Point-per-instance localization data
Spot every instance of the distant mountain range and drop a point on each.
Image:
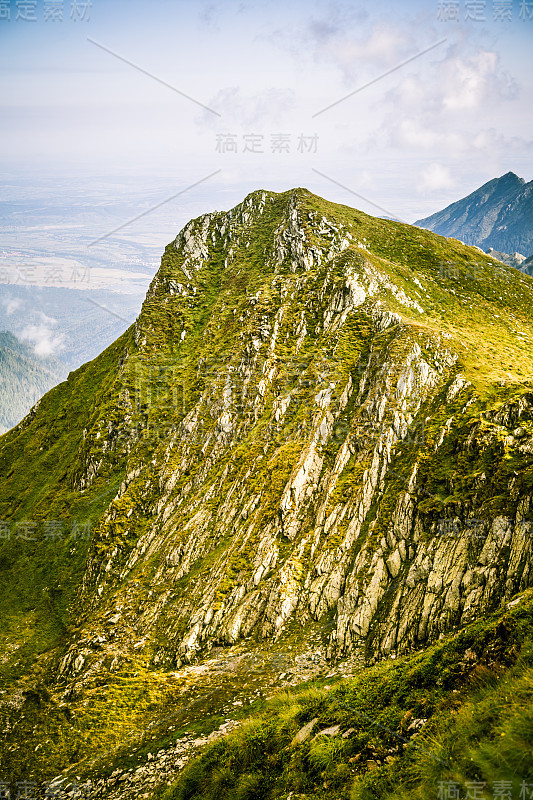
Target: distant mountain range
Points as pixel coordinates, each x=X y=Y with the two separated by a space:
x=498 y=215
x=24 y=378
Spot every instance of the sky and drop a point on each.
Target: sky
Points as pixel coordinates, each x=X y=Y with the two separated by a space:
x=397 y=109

...

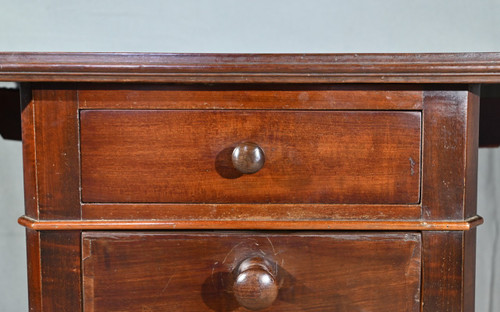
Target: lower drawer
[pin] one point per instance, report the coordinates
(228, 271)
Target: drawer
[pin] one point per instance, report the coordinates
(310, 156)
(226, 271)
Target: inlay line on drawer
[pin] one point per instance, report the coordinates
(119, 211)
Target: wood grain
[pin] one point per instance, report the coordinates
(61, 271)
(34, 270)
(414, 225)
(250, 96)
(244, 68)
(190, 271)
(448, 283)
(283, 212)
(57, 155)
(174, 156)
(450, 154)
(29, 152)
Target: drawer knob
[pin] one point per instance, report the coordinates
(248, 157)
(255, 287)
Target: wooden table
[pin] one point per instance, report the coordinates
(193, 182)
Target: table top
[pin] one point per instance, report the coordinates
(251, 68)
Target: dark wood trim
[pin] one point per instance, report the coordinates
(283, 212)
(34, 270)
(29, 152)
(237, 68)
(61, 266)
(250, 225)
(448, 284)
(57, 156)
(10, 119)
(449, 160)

● **About this exercise**
Each line above that includes "distant" should be shown.

● **Answer to this task**
Spot every instance of the distant mountain range and drop a point on each.
Target: distant mountain range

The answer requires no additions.